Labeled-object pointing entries
* * * * *

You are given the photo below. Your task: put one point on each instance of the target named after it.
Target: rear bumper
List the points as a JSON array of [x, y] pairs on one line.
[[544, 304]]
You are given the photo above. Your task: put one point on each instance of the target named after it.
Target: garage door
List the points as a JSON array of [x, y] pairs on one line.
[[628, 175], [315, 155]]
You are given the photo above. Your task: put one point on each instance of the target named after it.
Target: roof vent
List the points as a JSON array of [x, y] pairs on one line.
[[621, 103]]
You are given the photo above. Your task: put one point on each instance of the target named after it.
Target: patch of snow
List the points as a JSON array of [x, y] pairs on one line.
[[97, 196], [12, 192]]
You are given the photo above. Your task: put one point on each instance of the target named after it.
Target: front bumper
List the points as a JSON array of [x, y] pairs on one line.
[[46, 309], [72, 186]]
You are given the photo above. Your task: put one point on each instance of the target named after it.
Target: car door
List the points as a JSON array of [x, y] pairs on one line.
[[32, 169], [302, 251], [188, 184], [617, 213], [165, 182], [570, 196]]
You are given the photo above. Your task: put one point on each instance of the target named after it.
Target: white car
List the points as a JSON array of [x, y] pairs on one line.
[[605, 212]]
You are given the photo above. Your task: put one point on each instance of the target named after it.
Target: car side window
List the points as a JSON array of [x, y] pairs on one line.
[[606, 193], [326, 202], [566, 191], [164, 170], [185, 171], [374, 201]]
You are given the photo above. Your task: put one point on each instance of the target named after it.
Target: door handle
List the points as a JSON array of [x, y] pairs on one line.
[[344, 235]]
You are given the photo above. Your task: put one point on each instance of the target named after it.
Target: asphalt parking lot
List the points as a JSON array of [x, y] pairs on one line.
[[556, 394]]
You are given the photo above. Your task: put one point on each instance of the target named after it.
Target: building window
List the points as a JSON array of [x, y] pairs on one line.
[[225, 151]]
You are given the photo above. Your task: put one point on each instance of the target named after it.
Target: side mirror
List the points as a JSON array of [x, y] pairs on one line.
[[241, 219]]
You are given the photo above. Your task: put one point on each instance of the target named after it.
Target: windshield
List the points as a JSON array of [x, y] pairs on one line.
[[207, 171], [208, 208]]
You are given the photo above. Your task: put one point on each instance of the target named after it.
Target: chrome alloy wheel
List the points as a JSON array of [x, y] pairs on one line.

* * * * *

• Goal of the exercise
Rewrite all of the material above, changing every "List the points" to "Give the points" and keeping everything else the same.

• Solution for this task
You are given the photo below. Your task: put one point on each instance of the target named after it.
Target: rear bumper
Give the points as a JSON array of [x, y] pairs on one line.
[[544, 304]]
You are given the photo above. Your task: put one point on each instance of the target named after it.
Target: garage door
Give the points as a JSON array of [x, y] pairs on one line.
[[628, 175], [315, 155]]
You are given the photo above. Your task: put one point on each instance of the target named after it.
Target: roof vent
Give the points as a JSON array of [x, y] pairs on one line.
[[621, 103]]
You are given the photo above. Your task: put one point on each instance of the target named after it.
Target: patch of snow
Give the points as a JSON array of [x, y] pairs on one line.
[[97, 196], [12, 192]]
You are given the photo above. Your task: put one point on each instance of the target named after it.
Target: front bumper
Give the points as a JSON array of [x, y] pairs on one line.
[[46, 309], [72, 186]]
You are given the photo above. Your task: put one point on each instance of the target named after it.
Target: car door
Give the points as a JSON array of [x, y] pairs on one line.
[[32, 169], [302, 251], [188, 184], [617, 213], [165, 182], [570, 196]]
You are given the photo above. Your task: put one point on each instance of the target named after it.
Target: white car
Give the points as a JSON array of [x, y] pairs on one line.
[[605, 212]]
You are given the photo above. Your task: put one point on each instance of the target named after it.
Target: car side window
Give the points as a JSON array of [x, y] pairs on one line.
[[606, 193], [326, 202], [566, 191], [164, 170], [185, 171], [374, 201]]
You are given the photo above. Your task: put one point on each instance of the target named after it.
Target: door handle
Give the points as a JSON array of [x, y] pairs on one line.
[[344, 235]]
You are given the photo above. Your task: put one point on each instance of the target named after it.
Target: asphalt parking lot
Give the points as a JSON array of [x, y] pairs on one line.
[[556, 394]]
You are given the photo above. Your task: put one point on each instance of the target named after it.
Target: building window
Give the points as a JSON array of [x, y] pairs on one line.
[[225, 151]]
You are given the photo above. Your task: put one point on each instance of the target named after it.
Target: side mirror
Give the points as a JSON array of [x, y] pairs on one line.
[[241, 219]]
You are given the photo above. Your task: put one point on each instance of the target named after it.
Target: windshield
Give the points as a JSON array of [x, y] pairs on one line.
[[207, 171], [208, 208]]
You are given the photo above. Your task: put one point on each instance of the target named after it.
Target: chrome alloy wheel
Give the points as a JSON array of [x, y] pairs on one line.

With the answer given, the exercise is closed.